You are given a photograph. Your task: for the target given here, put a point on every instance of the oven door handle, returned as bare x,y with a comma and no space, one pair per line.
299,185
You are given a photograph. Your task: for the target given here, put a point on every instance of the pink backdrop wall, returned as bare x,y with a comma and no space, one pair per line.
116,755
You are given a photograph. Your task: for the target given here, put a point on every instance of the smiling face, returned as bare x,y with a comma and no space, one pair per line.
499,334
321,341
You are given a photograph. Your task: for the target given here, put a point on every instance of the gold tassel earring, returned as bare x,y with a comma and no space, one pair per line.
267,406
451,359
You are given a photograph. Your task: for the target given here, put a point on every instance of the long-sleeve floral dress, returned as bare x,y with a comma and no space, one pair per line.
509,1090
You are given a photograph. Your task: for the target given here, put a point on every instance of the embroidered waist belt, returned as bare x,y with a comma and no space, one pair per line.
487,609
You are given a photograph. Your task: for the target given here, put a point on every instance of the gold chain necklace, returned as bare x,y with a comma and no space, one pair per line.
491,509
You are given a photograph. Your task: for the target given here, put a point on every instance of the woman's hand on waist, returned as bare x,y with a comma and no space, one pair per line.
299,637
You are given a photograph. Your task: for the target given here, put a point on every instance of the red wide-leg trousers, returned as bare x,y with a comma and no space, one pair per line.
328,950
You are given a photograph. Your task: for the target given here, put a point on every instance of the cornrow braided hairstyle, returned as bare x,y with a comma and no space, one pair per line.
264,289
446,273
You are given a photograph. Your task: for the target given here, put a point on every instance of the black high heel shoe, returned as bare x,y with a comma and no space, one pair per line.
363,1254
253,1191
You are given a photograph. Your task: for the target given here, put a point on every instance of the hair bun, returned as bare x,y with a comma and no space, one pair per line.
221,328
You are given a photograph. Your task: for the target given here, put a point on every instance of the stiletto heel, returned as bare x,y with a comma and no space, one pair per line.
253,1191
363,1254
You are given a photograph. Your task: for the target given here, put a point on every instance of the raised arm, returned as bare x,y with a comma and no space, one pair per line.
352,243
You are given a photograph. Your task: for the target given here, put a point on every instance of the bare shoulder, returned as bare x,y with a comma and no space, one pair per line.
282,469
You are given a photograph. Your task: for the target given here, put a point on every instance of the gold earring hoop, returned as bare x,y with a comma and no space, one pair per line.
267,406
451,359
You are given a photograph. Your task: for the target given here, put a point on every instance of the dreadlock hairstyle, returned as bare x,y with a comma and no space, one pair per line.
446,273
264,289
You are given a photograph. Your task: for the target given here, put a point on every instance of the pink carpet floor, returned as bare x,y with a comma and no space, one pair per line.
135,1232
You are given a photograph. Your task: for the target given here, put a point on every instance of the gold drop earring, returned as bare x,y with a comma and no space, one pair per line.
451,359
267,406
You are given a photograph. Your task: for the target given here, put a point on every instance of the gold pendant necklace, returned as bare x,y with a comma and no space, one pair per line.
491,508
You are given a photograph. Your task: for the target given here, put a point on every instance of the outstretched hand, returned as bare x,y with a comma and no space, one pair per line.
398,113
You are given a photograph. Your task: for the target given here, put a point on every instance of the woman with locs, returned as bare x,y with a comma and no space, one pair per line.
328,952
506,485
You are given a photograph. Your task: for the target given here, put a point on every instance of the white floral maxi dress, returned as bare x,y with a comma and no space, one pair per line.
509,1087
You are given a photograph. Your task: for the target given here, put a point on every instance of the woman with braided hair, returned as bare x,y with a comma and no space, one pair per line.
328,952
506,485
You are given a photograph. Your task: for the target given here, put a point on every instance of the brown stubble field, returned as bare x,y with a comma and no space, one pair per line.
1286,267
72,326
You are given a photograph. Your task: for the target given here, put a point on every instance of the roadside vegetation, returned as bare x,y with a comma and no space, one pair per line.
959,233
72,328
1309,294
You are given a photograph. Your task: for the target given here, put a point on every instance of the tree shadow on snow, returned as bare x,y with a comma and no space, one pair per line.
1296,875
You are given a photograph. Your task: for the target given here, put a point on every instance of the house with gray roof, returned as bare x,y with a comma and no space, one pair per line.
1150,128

++++++++

Every line of the material needs to be returned exactly.

:: RESPONSE AREA ::
You are given a photograph. Your task: for the target given here, put a point on every instance of the oven door handle, returned as bare x,y with a comma and no space, one pair per line.
299,185
You are given a photograph. Your task: for the target given here, put a point on every instance of the pink backdrop wall, returned as bare x,y with a comma and no space, one pair per line.
116,755
You are given a photograph. Your task: for the target given here, put a point on every instance of the smiling face, returned as bare x,y with a comma and no space, one pair per line.
499,334
321,341
You are given a photograph. Your task: for the target given here, put a point on every instance of the gold tassel earring, returned as bare x,y with a comma and no space, one pair per line.
267,406
451,359
You are given a photograph. Your task: for the target given here, put a point on every instance of the long-sleeve floral dress, returned as bare x,y with a comma and no space, one pair per line.
509,1090
You are given a photograph. Your task: for the target given here, put a point on every instance of the embroidered waist belt, returned as bare x,y with a comma and no space, one pair per line.
487,609
You are given a photograph. Your task: for the target given here, put a point on every instance of the gold chain necklace, returned as bare x,y with a comma and no space, one pair per line.
491,509
You are given a photograph. Your task: for the target given here, put a point on every instance of the woman's hand on waist, returned as bare x,y with a comma and no space, one pair per line.
299,637
You are given a photograph. Your task: for the target given here, put a point on every instance of the red wide-leg trousers, returned as bare x,y with a comma and no space, one pair per line.
328,950
You are given a photograph. Your task: for the target given here, put a point on every instance of the cornrow braided hairstyle, returned as bare x,y with a comma and no space, one pair per line.
264,289
446,273
You are given a photograph. Your task: for the target given here, put a point on every instance of the black high heel shoe, returned as bare x,y with a comma and no space, one pair per line.
363,1254
253,1191
You are given a photograph. Your task: for the target given here, put a point on every instance of the hair bun, returned as bare x,y with a comma and no space, one pair per line.
221,328
You are given a photograph. Your task: for the target given here, put a point on every instance of the stiletto heel, returned as bare x,y with a comma and no space, one pair per line.
253,1191
363,1254
You are given a photograph. Your task: for the target given here, put a point on every instance of the raised arm, returned as bare x,y with a comma and no space, one pair per line.
352,243
You are given a photograph. Your task: for the target given here, put a point on every instance of the bare shoulder, returned as bare x,y with a comma and no space, one pair per line.
282,469
You are given a photograph. Your task: for the target given here, put a point on every instance of the gold earring hoop, returned as bare x,y with a comma and no space, one pair per line.
267,406
451,359
You are given a photograph. Your task: for the target given here, put a point on every instance of the dreadlock hairstyle, returned as bare x,y with a comma and no space, one pair per line.
446,273
264,289
You are given a photograph. Your task: for the target given here, put a point on every instance of the pink carpet floor, returned as bare x,y with a comma and no space, one pair per line.
135,1232
You are given a photograph. Your task: for the target given here, put a point on every instance of the gold drop earring, returned as bare x,y with a comma and no space, one pair per line.
451,359
267,406
You are given a photograph. Your task: for the target given here, put a point on every instance of the gold pendant necklace, returned as bare x,y with a comma and no space, one pair per line.
491,508
You are given a photograph. Your task: for the target given here, put a point on every instance of the outstretched hand, returned as bare x,y with a comma and no space, one pair per line.
398,113
You are given a photograph. Your task: for the target given here, put a point on every instance of the woman with locs, returned as bare x,y with a comma and no space, one pair per line.
328,952
506,485
You are given a photograph. Your task: for the target given here, put a point on every instance of the white floral maxi dress, returned as bare x,y with a comma and no space, one pair per line.
509,1087
You are given a photograph. Your task: for the target given here, put a point on every instance of the woman with braided hair, returned as bare x,y with a comma and no space, one pair per line.
328,952
506,485
You are given a photograph. Your task: for the target given here, put a point on every instance of the brown stubble field, returned as bare x,y with a comma and no space, one pair per line.
1286,267
72,326
You are given a photograph. Your task: for the target given here, put a point on every instance of the roadside vegetation, returned as bare x,y with a comma and no space, one pair per line.
959,233
72,328
1309,294
You are given a photograph. Your task: for the target given here, put a point on every instance of the tree shadow on snow, returned as bare x,y with a comma and no space, one pair per line.
1296,875
You are given a photograph. Your task: for the target given here, put a point on every instance of the house with gray roof, returned as bare x,y with a comma and no space, one pair per line.
1150,128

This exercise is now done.